Assignment :: Give the entries back exactly, dropping each image.

[Provided data Boundary: Start]

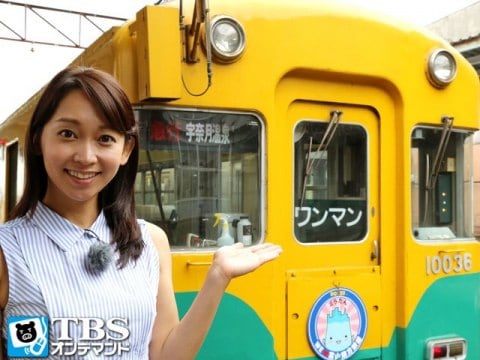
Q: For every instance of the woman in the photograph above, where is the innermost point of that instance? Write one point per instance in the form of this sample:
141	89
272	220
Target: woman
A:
74	251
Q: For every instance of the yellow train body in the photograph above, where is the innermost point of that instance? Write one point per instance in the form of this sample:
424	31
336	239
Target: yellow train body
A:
304	61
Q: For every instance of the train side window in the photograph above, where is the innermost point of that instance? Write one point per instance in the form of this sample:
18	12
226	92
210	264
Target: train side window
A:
330	183
441	184
195	165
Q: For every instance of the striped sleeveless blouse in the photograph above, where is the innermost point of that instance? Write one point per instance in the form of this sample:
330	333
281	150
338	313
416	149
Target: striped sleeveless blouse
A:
45	255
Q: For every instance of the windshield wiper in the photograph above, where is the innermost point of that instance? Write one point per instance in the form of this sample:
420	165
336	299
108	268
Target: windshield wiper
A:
323	146
437	162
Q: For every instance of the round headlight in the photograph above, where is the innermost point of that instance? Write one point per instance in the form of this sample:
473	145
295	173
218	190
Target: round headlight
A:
227	38
442	68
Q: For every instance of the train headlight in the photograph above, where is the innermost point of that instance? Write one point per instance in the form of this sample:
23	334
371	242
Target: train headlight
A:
442	68
227	38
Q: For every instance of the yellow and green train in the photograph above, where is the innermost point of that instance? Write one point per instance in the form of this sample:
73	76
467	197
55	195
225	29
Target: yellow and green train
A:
342	136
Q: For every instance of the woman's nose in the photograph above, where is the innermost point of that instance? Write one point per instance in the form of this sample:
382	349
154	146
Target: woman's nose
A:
85	153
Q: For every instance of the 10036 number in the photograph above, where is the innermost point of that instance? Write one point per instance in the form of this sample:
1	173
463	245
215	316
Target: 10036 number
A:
448	263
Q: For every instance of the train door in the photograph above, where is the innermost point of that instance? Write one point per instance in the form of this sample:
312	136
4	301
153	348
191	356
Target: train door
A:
333	277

[Provided data Boundary: End]

Exercise answer ::
Q: For every instance of the woman in the photograph above, where is the innermost point of that instance? Write one point per instance in the form of this sample:
141	89
272	220
Target: woman
A:
74	251
Q: For every instance of the yellow train body in the photograph above, where is the innermost point of that instance? Write one point per instance in the form of this sample:
424	31
336	239
Target: yellow train body
A:
304	61
Q: For every instance of the train side window in the photograph above, where is the innermost point of that instance? Write one point per instance in the form of this sample:
18	12
226	92
210	264
Target: train side window
A:
330	183
441	184
195	165
Q: For every instance of the striped sleeveless blouse in the photograph above, where is the innermost point of that instance? Write one point per instance in the form of this sample:
330	333
281	150
338	313
416	149
Target: striped sleeveless blouse
A:
45	255
Q: For every instance of the windshield wiper in the photograph above, where is the innermost point of that instance? Write one point per instance in the form of this sample:
420	165
336	299
108	268
Target: windshield wiper
A:
323	146
437	162
Q: For every instance of the round headlight in the photograph above, where is the innermost point of that instance? Write one point per instance in the form of this sample:
473	145
295	173
218	190
Target: round headlight
A:
227	38
442	68
Q: For every instance of the train headlight in the photograph above, where is the innermost point of that instance? Write one point per instance in the form of this sample:
23	334
371	242
Target: train headlight
A:
442	68
227	38
Q: For every instance of the yellow and green train in the photograph above, where is the innermost point of that instance? Write one point per instance in the form of this sample:
73	76
467	197
55	195
225	29
Target: yellow and green train
A:
342	136
Q: For every instance of the woman's nose in the photograph above, where is the innermost point of that instance? Write one point per instance in the form of this sample:
382	349
154	146
Target: woman's nose
A:
85	153
Q: For every instance of the 10036 number in the photograph above, where is the innermost point of that instance? Write one point per instance in the form of this sample:
1	173
463	245
215	316
Target: 10036 number
A:
448	263
Q: For every instance of the train door in the photograph above, where is the innermost point of that instance? Write one point per instance in the form of this sample:
312	136
4	301
153	348
191	356
Target: train door
A:
333	277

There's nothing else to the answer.